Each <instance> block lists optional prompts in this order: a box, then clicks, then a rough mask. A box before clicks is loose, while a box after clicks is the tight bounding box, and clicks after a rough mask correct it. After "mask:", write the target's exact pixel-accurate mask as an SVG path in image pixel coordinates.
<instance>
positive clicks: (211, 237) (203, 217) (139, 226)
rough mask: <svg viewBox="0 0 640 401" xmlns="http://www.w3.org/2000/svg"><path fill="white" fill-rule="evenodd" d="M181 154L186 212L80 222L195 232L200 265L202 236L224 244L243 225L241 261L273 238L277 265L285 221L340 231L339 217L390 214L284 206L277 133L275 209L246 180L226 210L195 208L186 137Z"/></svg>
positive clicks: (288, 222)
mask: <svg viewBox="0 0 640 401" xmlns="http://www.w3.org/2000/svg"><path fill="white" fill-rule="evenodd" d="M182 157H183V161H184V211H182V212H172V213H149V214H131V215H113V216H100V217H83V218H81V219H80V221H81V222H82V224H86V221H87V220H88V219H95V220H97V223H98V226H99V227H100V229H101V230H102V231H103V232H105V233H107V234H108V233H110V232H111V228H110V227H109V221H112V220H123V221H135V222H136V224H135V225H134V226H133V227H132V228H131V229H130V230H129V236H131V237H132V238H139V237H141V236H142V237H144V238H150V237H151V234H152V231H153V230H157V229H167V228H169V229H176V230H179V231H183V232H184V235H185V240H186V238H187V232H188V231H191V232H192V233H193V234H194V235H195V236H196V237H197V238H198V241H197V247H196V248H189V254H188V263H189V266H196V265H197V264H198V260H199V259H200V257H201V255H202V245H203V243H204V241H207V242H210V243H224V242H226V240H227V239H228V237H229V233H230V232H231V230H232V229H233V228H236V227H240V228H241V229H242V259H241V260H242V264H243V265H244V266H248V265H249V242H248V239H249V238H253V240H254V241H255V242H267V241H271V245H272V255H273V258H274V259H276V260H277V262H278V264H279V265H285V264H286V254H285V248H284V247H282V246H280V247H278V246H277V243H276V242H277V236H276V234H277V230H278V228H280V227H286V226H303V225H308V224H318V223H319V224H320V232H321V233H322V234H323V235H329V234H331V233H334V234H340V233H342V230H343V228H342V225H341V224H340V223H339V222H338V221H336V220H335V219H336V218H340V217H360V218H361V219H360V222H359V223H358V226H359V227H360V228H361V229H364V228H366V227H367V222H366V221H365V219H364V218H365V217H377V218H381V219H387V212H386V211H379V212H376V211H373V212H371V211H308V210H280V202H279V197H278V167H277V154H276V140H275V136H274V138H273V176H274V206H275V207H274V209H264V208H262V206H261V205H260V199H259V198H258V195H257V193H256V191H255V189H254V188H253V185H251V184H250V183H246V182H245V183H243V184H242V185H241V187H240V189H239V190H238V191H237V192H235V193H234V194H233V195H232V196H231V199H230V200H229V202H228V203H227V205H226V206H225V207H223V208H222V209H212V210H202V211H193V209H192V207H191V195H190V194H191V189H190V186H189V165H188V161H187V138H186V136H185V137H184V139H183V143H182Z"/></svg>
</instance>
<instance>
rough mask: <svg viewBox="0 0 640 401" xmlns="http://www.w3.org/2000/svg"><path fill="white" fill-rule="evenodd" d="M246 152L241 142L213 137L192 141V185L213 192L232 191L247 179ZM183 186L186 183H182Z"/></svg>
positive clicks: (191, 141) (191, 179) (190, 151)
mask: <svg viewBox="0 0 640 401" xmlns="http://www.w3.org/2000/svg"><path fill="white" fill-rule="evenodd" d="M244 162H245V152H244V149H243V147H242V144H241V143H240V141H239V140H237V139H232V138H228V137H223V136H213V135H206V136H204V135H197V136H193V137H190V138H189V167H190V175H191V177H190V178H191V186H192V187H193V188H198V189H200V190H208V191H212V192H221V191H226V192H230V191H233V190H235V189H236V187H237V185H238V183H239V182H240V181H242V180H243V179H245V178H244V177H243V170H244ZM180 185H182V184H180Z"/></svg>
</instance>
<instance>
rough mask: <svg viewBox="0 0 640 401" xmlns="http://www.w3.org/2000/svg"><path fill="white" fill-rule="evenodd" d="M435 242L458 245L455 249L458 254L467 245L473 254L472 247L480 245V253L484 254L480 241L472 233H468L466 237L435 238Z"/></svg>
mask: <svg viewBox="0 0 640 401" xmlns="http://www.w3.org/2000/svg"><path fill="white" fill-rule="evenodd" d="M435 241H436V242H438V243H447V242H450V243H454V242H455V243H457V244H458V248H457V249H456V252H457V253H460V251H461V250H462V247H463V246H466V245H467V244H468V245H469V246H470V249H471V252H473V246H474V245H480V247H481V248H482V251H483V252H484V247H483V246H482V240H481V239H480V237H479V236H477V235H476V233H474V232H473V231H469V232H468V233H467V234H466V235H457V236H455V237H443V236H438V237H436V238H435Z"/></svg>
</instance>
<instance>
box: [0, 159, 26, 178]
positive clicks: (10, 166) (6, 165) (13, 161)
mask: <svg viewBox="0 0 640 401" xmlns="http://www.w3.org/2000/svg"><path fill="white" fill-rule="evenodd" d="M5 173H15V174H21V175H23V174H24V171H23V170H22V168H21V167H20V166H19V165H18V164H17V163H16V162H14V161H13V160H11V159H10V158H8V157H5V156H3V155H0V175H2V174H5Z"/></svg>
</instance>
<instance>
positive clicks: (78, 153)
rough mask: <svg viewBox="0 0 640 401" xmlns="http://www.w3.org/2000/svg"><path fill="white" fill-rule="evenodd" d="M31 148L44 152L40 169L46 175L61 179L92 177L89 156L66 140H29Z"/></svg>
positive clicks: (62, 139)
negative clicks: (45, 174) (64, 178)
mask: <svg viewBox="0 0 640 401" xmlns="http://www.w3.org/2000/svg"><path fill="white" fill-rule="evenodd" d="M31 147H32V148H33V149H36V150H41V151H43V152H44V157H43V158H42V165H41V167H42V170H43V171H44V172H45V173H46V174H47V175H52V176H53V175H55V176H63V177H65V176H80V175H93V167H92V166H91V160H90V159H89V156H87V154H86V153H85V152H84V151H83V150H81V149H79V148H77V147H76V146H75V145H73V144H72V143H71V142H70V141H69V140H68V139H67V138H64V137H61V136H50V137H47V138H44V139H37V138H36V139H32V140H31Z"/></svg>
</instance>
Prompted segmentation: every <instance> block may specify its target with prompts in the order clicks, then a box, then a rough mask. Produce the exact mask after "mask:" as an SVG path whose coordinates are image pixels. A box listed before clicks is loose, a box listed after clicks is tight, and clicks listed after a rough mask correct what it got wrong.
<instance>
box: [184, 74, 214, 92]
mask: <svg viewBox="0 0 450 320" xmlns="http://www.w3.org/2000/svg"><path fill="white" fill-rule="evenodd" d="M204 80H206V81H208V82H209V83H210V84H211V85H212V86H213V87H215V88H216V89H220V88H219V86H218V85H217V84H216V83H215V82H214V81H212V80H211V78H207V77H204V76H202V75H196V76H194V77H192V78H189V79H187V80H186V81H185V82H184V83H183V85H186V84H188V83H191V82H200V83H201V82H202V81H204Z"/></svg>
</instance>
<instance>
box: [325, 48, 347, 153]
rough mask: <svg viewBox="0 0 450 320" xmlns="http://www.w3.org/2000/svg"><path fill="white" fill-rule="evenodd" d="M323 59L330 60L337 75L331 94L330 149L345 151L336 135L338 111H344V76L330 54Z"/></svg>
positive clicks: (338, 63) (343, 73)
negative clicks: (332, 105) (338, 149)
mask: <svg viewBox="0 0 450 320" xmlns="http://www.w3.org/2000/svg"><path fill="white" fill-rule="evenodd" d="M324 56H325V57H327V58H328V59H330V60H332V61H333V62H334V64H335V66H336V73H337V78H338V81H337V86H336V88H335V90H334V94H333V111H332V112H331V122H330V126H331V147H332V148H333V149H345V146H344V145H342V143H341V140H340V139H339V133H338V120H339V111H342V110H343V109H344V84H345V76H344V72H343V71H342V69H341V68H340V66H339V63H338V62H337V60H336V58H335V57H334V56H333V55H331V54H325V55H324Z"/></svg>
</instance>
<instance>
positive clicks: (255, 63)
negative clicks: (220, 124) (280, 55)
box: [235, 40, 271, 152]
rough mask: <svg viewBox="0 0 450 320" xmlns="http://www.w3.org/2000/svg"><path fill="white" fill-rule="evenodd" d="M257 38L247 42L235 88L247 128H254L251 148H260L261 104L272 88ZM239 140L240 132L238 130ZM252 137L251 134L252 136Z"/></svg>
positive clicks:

---

▶ Task item: Each line from the one with "59L330 60L337 75L331" through the end of the entries above must be set down exactly, both end lines included, and no other line may appear.

▶ Response:
rough mask: <svg viewBox="0 0 450 320" xmlns="http://www.w3.org/2000/svg"><path fill="white" fill-rule="evenodd" d="M323 59L330 60L337 75L331 94L330 149L345 151L336 135L338 111H344V76L330 54Z"/></svg>
positive clicks: (338, 63) (343, 73)
negative clicks: (332, 105) (338, 149)
mask: <svg viewBox="0 0 450 320" xmlns="http://www.w3.org/2000/svg"><path fill="white" fill-rule="evenodd" d="M324 56H325V57H327V58H328V59H330V60H332V61H333V62H334V64H335V66H336V73H337V78H338V81H337V86H336V88H335V90H334V94H333V111H332V112H331V122H330V126H331V147H332V148H333V149H345V146H344V145H342V143H341V140H340V139H339V133H338V120H339V111H342V110H343V109H344V84H345V76H344V72H343V71H342V69H341V68H340V66H339V63H338V62H337V60H336V58H335V57H334V56H333V55H331V54H325V55H324Z"/></svg>
</instance>
<instance>
positive clicks: (255, 63)
negative clicks: (220, 124) (280, 55)
box: [235, 40, 271, 152]
rough mask: <svg viewBox="0 0 450 320" xmlns="http://www.w3.org/2000/svg"><path fill="white" fill-rule="evenodd" d="M257 38L247 42L235 88L247 128H254L251 148H260L261 104L272 88ZM239 140L240 132L238 130ZM252 137L251 134L252 136Z"/></svg>
positive clicks:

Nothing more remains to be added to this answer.